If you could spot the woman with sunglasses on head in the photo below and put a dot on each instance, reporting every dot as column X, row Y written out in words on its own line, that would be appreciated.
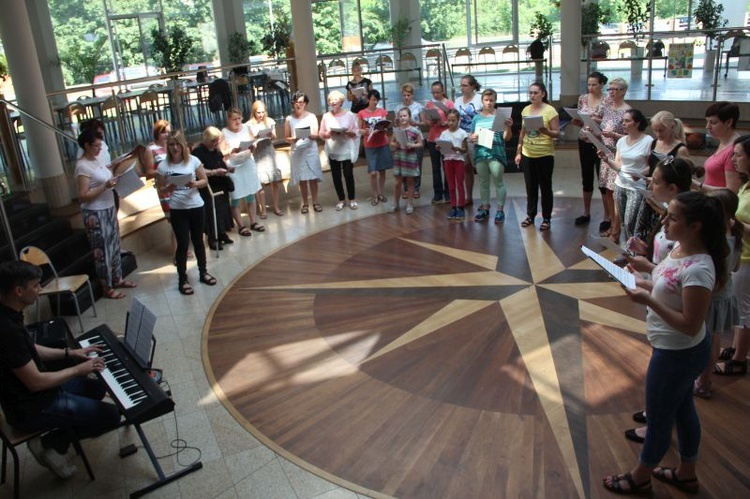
column 591, row 103
column 677, row 300
column 536, row 155
column 612, row 131
column 721, row 124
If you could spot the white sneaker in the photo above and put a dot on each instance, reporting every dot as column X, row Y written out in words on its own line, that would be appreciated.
column 58, row 464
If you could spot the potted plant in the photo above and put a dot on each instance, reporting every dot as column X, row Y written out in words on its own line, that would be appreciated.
column 636, row 14
column 171, row 48
column 709, row 15
column 541, row 30
column 592, row 16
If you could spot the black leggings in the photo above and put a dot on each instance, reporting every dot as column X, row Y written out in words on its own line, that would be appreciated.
column 187, row 226
column 336, row 167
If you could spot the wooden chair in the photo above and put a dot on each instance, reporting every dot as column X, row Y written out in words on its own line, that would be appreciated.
column 58, row 285
column 12, row 438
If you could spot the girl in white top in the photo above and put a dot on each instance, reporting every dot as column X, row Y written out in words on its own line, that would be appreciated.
column 95, row 192
column 677, row 299
column 631, row 164
column 338, row 128
column 265, row 156
column 245, row 173
column 186, row 206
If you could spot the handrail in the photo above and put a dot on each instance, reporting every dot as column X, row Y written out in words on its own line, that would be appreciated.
column 38, row 121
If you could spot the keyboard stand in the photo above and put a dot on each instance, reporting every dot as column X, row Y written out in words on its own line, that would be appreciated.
column 163, row 479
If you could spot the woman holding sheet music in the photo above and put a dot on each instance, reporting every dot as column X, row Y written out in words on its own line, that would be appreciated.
column 186, row 206
column 301, row 130
column 536, row 153
column 95, row 193
column 677, row 300
column 631, row 166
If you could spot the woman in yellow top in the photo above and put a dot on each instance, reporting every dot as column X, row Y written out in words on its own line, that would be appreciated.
column 536, row 153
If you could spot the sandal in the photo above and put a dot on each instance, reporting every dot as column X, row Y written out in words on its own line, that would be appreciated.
column 125, row 284
column 731, row 368
column 633, row 488
column 689, row 485
column 207, row 278
column 113, row 294
column 727, row 353
column 185, row 288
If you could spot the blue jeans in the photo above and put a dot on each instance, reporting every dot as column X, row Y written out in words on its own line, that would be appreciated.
column 669, row 402
column 78, row 408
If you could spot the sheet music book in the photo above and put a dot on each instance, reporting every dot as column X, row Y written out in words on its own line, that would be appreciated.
column 501, row 114
column 180, row 180
column 589, row 122
column 620, row 275
column 128, row 182
column 572, row 112
column 533, row 123
column 485, row 137
column 431, row 114
column 598, row 143
column 302, row 133
column 445, row 146
column 139, row 332
column 400, row 135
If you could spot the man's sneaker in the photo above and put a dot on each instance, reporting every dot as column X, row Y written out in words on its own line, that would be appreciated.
column 482, row 215
column 51, row 459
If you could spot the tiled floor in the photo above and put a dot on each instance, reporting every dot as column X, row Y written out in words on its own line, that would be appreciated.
column 235, row 464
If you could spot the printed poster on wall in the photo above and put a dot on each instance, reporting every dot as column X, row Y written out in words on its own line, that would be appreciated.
column 680, row 60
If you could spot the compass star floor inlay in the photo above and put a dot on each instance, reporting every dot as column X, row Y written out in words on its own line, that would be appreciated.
column 407, row 356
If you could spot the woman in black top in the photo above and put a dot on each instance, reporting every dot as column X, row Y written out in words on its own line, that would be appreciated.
column 216, row 169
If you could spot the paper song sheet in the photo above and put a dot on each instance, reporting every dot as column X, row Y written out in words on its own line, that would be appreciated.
column 620, row 275
column 501, row 114
column 485, row 137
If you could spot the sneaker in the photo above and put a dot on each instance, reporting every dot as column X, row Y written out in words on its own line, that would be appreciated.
column 482, row 215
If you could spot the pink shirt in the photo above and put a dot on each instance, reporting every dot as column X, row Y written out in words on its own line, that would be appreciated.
column 716, row 164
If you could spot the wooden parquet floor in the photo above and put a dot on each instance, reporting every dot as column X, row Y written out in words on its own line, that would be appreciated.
column 407, row 356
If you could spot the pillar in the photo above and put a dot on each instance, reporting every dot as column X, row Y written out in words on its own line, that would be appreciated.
column 305, row 55
column 17, row 34
column 570, row 47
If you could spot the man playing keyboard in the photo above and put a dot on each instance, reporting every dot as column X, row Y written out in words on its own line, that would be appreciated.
column 34, row 399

+ + + +

■ WHAT THIS TASK INVOLVES ■
Rewrite the material as a numbered list from the line containing "If you could spot the man playing" through the end of the material, leaving out any blank lines.

■ WRITTEN RESPONSE ■
1. If you could spot the man playing keyboard in the photo above and put a dot on each instance, reporting every dot as column X, row Y written out in words on its own line, that would be appreciated.
2. column 34, row 399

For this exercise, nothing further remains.